** Opening GIVEN TEXT block **
You are here

Inclusion, equity critical in AIDS response

The theme of this year’s International AIDS Conference (IAC 2016), Access Equity Rights Now, brought to the fore the plight of key populations who still lack access to comprehensive prevention, treatment, care and support services. It was a loud call to action for everyone to come together and reach out to key populations that are usually marginalized – women and girls, people with disabilities, sex workers, transgender people, men who have sex with men and other key populations.

In an electrifying lecture, Judge Edwin Cameron of the Constitutional Court in South Africa dedicated the event to key populations of sex workers, men who have sex with men, transgender people and people who inject drugs. “These are the populations being left behind in the HIV response,” he said.

Sex workers in South Africa, Swaziland, Lesotho and Malawi have HIV infection rates as high as 72 per cent. Women sex workers around the world are 10 times more likely to acquire HIV than women in general. Men who have sex with men are 24 times more likely to acquire HIV than men in general, with the figure rising even higher for transgender women. In Eastern Europe and Central Asia, 94 per cent of all new HIV infections are among key populations and their sexual partners.
** Closing GIVEN TEXT block **
** Opening RECORDS block **
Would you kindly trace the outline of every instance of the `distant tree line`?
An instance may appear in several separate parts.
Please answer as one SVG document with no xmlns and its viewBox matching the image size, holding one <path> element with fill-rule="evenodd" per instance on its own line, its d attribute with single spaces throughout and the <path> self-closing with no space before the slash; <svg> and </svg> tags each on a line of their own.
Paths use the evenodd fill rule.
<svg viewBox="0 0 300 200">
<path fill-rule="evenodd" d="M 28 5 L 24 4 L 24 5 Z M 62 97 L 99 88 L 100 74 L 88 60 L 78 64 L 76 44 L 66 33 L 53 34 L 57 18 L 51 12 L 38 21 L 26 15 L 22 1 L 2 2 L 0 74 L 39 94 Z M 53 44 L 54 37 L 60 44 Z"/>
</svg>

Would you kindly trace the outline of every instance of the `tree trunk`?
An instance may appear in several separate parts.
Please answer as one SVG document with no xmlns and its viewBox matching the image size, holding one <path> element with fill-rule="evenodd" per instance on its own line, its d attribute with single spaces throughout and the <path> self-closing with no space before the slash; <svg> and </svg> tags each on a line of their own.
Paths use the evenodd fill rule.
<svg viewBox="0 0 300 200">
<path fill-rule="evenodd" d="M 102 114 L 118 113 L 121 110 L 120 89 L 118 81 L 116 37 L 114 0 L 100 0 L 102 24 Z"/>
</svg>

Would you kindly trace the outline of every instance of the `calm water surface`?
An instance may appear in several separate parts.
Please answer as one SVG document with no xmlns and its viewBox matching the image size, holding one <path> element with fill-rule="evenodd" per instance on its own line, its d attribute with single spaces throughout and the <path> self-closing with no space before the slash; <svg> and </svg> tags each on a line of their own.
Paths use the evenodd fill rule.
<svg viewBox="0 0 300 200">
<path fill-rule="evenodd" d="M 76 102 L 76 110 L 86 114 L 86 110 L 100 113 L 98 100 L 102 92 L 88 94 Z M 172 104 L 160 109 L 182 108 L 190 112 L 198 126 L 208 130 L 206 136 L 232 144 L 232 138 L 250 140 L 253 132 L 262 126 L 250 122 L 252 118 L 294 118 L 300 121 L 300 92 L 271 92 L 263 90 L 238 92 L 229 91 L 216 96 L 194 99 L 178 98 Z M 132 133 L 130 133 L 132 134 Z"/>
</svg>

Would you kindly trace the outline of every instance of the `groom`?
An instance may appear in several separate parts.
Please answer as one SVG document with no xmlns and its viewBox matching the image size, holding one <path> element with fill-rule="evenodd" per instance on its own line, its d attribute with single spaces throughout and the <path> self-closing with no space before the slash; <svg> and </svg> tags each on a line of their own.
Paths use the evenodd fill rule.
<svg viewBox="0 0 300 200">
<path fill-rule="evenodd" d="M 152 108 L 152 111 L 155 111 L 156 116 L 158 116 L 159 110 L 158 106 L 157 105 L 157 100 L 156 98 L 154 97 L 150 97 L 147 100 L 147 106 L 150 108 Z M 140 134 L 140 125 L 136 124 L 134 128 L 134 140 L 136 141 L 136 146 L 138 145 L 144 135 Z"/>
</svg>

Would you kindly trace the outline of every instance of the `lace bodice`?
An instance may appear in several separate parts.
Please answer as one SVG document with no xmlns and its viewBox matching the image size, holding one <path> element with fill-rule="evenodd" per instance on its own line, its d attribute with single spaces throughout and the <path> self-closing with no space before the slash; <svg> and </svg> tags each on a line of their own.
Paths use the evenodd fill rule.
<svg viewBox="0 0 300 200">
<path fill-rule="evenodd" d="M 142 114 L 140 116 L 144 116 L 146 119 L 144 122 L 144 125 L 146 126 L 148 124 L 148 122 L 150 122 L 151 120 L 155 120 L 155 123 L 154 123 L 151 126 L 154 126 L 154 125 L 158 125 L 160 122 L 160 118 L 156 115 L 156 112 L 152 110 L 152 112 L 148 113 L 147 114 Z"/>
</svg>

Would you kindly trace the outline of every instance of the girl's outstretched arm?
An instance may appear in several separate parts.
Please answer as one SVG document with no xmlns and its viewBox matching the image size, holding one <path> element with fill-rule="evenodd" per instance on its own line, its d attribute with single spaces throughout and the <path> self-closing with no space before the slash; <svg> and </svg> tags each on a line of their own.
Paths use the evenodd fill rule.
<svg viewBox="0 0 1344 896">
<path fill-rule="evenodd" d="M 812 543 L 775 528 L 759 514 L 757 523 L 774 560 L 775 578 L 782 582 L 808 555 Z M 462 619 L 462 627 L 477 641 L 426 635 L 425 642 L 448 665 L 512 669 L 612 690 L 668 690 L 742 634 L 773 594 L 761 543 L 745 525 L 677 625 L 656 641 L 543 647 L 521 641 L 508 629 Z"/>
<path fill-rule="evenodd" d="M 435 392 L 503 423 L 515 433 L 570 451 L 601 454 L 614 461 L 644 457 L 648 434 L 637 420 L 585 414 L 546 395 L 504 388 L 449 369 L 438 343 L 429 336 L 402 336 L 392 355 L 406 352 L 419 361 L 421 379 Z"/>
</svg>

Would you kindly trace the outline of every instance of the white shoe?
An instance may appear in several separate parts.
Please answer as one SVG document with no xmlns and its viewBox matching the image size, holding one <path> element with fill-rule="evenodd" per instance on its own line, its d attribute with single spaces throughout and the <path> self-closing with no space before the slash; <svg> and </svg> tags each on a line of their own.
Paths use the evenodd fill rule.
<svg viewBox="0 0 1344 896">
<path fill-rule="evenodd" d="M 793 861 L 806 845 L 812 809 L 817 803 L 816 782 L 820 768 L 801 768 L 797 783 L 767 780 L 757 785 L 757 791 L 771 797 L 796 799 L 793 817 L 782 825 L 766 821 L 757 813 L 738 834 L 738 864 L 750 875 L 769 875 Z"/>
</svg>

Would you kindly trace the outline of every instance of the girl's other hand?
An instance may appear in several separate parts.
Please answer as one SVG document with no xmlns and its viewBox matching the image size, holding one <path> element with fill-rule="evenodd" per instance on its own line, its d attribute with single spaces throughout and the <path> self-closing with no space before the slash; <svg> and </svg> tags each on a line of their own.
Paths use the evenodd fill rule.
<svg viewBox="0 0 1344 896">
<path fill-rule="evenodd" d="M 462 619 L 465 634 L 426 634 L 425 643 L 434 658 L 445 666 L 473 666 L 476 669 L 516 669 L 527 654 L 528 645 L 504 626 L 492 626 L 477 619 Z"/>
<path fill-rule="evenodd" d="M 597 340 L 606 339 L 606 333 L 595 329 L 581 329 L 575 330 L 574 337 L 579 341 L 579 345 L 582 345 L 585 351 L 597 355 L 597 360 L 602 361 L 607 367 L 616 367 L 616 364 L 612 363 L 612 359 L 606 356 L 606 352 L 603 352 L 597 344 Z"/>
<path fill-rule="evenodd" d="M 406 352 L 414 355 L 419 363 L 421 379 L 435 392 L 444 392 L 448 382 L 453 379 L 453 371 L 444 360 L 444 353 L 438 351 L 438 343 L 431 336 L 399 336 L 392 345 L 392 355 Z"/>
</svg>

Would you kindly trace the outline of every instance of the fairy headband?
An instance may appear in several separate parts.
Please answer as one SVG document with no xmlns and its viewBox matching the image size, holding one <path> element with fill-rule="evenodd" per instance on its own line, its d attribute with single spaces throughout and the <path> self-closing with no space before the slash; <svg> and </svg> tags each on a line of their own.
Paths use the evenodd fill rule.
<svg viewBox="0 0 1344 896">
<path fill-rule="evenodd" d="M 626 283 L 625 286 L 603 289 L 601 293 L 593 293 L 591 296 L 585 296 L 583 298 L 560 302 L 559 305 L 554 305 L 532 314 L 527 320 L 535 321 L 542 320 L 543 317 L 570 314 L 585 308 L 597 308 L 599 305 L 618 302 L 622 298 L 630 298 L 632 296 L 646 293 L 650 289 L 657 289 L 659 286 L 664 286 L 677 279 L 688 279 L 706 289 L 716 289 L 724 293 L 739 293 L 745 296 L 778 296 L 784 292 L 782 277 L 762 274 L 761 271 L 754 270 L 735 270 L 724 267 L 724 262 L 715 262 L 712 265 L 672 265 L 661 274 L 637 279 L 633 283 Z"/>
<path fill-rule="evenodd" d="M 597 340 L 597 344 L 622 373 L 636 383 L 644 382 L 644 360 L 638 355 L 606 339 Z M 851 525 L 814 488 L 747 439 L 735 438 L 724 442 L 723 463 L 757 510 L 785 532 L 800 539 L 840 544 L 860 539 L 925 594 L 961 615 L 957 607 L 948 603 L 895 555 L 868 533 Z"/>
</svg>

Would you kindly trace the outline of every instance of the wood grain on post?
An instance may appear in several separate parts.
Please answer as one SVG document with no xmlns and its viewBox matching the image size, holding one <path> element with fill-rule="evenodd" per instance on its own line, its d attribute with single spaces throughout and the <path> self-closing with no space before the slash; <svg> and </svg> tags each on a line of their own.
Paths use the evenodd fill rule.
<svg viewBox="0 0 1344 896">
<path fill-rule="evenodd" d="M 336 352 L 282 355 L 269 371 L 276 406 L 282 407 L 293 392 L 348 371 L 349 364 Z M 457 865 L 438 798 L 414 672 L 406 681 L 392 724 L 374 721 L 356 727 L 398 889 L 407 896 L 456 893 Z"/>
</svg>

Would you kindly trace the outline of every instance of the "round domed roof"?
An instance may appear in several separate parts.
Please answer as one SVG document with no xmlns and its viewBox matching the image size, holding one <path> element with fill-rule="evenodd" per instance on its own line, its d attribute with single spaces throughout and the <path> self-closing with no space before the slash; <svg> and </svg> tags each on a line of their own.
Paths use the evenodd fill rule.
** Closing RECORDS block **
EXERCISE SET:
A: Answer these from the AIDS response text, one answer a line:
(i) What was the theme of the International AIDS Conference (IAC 2016)?
(ii) On which court does Judge Edwin Cameron sit?
(iii) How many times more likely than men in general are men who have sex with men to acquire HIV?
B: Please retype the AIDS response text from "You are here" up to and including "other key populations.".

SOLUTIONS BY TASK:
A:
(i) Access Equity Rights Now
(ii) The Constitutional Court in South Africa
(iii) 24 times

B:
You are here

Inclusion, equity critical in AIDS response

The theme of this year’s International AIDS Conference (IAC 2016), Access Equity Rights Now, brought to the fore the plight of key populations who still lack access to comprehensive prevention, treatment, care and support services. It was a loud call to action for everyone to come together and reach out to key populations that are usually marginalized – women and girls, people with disabilities, sex workers, transgender people, men who have sex with men and other key populations.